EXERCISE DIRECTIONS: Once you have read the records, output them exactly.
-- PROVIDED ENTRIES follows --
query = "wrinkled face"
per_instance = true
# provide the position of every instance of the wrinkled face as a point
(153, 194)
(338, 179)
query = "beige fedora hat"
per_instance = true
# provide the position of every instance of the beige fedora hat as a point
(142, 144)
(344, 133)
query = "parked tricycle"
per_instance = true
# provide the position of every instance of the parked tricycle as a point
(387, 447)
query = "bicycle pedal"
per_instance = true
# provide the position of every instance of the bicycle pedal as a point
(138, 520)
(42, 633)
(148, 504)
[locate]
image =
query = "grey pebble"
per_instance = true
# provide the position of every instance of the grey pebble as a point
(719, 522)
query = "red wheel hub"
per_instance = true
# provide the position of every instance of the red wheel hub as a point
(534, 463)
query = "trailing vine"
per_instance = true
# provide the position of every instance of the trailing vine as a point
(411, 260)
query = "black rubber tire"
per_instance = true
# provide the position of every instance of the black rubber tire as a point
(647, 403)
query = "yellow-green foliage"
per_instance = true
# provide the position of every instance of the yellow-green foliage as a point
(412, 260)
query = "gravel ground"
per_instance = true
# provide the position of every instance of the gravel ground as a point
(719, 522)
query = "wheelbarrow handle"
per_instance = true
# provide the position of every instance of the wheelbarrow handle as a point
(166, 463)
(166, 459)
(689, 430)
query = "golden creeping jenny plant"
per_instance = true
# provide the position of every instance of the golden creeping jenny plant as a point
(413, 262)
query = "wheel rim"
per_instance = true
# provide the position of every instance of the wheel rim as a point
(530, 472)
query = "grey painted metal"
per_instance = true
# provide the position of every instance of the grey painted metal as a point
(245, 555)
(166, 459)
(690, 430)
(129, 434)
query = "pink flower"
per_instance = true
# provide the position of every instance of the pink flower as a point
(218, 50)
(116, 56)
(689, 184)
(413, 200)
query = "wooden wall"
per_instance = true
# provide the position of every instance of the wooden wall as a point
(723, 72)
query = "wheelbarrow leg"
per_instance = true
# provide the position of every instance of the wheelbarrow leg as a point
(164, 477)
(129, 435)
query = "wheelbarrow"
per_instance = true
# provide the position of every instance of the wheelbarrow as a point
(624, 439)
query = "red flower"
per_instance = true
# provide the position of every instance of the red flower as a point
-- PROVIDED ENTRIES concluded --
ANSWER SECTION:
query = "wrinkled face"
per_instance = true
# provide the position of every instance of the wrinkled face as a point
(153, 194)
(338, 179)
query = "beige fedora hat"
per_instance = true
# provide the position of every instance of the beige fedora hat as a point
(142, 144)
(344, 133)
query = "parked tricycle"
per_instance = true
# provide the position of every instance of the parked tricycle as a point
(387, 447)
query = "bicycle pedal"
per_instance = true
# provide the position of every instance of the bicycle pedal as a point
(138, 520)
(42, 633)
(148, 504)
[locate]
image =
query = "grey pebble"
per_instance = true
# provide the position of every instance of the grey pebble as a point
(719, 522)
query = "red wheel hub"
per_instance = true
# provide the position of every instance of the red wheel hub as a point
(534, 463)
query = "trailing vine"
per_instance = true
# provide the position of every instance of the trailing vine as a point
(411, 260)
query = "black rubber tire"
per_instance = true
# provide the position of every instance of the black rubber tire as a point
(647, 403)
query = "yellow-green foliage"
per_instance = true
# provide the position of every instance of the yellow-green foliage as a point
(412, 260)
query = "gravel ground"
per_instance = true
# provide the position of every instance of the gravel ground as a point
(719, 522)
query = "wheelbarrow handle"
per_instance = true
# provide the position of every instance of the wheelbarrow handle as a point
(166, 463)
(166, 459)
(689, 430)
query = "golden creeping jenny plant"
per_instance = true
# provide the position of every instance of the golden creeping jenny plant as a point
(413, 262)
query = "wheel rim"
per_instance = true
# provide the position of every instance of the wheel rim as a point
(530, 472)
query = "grey painted metal"
per_instance = true
# provide the position of every instance of the grey painted metal as a point
(245, 555)
(166, 459)
(690, 430)
(129, 434)
query = "pink flower"
per_instance = true
# provide the position of every instance of the pink flower as a point
(218, 50)
(116, 56)
(689, 184)
(413, 200)
query = "wooden wall"
per_instance = true
# provide the position of every instance of the wooden wall as a point
(723, 72)
query = "wheelbarrow leg"
per_instance = true
# provide the position of every instance of the wheelbarrow leg as a point
(164, 477)
(129, 435)
query = "wheelbarrow"
per_instance = true
# provide the position of every instance of the wheelbarrow as a point
(624, 439)
query = "red flower"
per_instance = true
# provide the position of every instance of the red flower as a point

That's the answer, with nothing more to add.